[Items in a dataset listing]
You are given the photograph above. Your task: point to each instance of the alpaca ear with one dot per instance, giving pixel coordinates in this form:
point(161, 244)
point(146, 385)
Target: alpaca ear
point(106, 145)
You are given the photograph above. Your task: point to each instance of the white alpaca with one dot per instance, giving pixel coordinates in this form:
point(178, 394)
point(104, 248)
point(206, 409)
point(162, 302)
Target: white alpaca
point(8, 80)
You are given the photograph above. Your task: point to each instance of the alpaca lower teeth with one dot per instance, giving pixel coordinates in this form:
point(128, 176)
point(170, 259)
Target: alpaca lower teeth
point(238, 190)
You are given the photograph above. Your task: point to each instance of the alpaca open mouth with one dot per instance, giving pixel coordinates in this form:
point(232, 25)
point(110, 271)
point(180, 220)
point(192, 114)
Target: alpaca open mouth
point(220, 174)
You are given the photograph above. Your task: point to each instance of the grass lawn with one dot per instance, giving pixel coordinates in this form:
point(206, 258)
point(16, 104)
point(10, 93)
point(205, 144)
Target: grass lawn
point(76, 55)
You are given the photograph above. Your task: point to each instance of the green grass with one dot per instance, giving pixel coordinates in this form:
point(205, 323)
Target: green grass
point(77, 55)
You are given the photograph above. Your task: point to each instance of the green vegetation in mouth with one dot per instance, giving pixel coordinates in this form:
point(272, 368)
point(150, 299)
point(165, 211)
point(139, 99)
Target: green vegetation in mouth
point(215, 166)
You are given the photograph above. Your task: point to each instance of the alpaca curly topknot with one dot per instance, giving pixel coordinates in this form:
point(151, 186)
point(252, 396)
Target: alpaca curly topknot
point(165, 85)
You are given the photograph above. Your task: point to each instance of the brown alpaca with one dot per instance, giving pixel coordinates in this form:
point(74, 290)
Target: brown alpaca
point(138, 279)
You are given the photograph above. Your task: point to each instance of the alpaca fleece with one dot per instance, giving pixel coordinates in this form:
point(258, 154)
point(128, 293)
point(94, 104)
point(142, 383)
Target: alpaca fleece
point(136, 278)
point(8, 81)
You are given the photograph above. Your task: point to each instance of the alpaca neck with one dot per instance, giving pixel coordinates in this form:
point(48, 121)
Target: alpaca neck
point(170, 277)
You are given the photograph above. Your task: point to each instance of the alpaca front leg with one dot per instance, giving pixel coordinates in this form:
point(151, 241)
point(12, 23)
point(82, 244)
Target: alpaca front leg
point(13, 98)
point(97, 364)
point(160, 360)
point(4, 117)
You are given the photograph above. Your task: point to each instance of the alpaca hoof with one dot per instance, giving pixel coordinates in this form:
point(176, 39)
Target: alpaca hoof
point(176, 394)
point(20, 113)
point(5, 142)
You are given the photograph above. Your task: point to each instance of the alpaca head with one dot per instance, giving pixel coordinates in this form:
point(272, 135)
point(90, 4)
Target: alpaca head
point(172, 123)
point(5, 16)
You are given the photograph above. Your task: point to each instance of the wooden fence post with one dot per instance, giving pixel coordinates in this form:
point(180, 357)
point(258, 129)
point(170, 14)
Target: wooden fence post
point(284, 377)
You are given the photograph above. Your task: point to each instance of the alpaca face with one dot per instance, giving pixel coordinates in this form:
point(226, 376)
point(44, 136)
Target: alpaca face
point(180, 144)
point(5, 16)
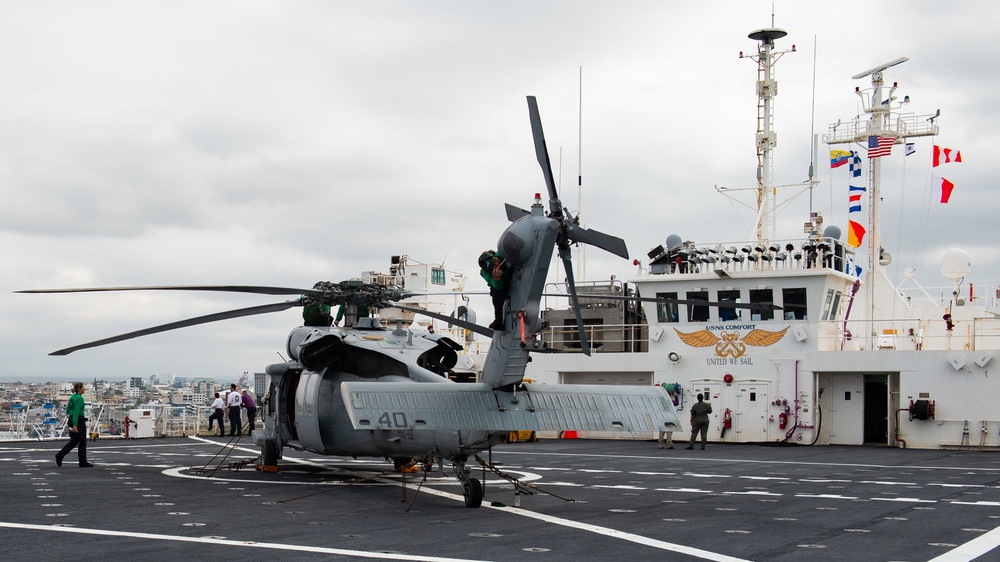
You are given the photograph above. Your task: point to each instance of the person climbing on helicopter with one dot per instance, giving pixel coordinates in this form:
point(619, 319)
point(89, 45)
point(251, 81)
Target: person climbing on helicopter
point(498, 274)
point(315, 313)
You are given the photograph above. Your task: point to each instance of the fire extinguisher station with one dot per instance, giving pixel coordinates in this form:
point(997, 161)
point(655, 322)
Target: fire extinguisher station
point(727, 422)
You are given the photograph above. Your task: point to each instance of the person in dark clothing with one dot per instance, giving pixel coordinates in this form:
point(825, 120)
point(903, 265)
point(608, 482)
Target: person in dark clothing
point(699, 421)
point(251, 408)
point(498, 274)
point(76, 424)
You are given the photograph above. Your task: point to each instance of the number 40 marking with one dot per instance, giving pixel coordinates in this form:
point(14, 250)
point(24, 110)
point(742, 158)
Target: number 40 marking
point(397, 419)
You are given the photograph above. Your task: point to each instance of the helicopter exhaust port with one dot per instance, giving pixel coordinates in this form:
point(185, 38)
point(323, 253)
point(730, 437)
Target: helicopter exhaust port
point(318, 349)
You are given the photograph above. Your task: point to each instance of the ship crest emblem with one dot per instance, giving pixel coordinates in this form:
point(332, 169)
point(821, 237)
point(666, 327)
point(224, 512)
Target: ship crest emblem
point(729, 344)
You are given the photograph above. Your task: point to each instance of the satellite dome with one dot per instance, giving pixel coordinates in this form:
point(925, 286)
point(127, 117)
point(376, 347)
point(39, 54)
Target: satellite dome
point(955, 264)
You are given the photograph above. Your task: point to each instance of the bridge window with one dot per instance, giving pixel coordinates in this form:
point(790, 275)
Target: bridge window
point(727, 314)
point(765, 297)
point(794, 303)
point(666, 311)
point(698, 313)
point(831, 306)
point(437, 276)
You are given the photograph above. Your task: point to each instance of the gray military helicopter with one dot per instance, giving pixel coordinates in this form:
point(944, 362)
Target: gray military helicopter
point(371, 390)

REQUIREMENT:
Output verbatim the stretch of items from the start of the items through the line containing "point(165, 85)", including both ends.

FINAL RESULT:
You are given the photograph above. Your task: point to each instance of the alpaca ear with one dot per instance, giving pixel coordinates in this form:
point(161, 244)
point(146, 385)
Target: alpaca ear
point(106, 145)
You are given the photograph above. Your task: point to each instance of the white alpaca with one dot per instance, giving pixel coordinates in this form:
point(178, 394)
point(104, 248)
point(206, 409)
point(162, 302)
Target: white alpaca
point(8, 80)
You are given the photograph above. Your task: point to each instance of the alpaca lower teeth with one dot per instance, giving pixel coordinates in this form:
point(128, 176)
point(170, 259)
Target: alpaca lower teeth
point(238, 190)
You are given the photograph above. Your task: point to each instance of the alpaca open mouth with one dot per instance, giving pixel coordinates in this form:
point(232, 25)
point(110, 271)
point(180, 220)
point(192, 114)
Target: alpaca open mouth
point(220, 174)
You are given the photograph above. Your task: point to each instance of the grass lawn with one dot per instance, giving pixel coordinates in this form:
point(206, 258)
point(16, 104)
point(10, 93)
point(205, 144)
Target: grass lawn
point(76, 55)
You are given the photograph above. Your task: point to each instance of the green grass with one dot per instance, giving pixel coordinates in this form:
point(205, 323)
Target: green grass
point(77, 55)
You are given the photograph above. Your task: point to each instance of the green vegetation in mouth with one dot per instance, giving pixel coordinates in this form:
point(272, 368)
point(150, 299)
point(165, 211)
point(139, 99)
Target: green vegetation in mouth
point(215, 166)
You are given the photograph above. Your task: point to each instance of the alpaca curly topknot with one dot per instance, giving pixel coordinates in this form:
point(151, 186)
point(252, 396)
Target: alpaca curly topknot
point(165, 85)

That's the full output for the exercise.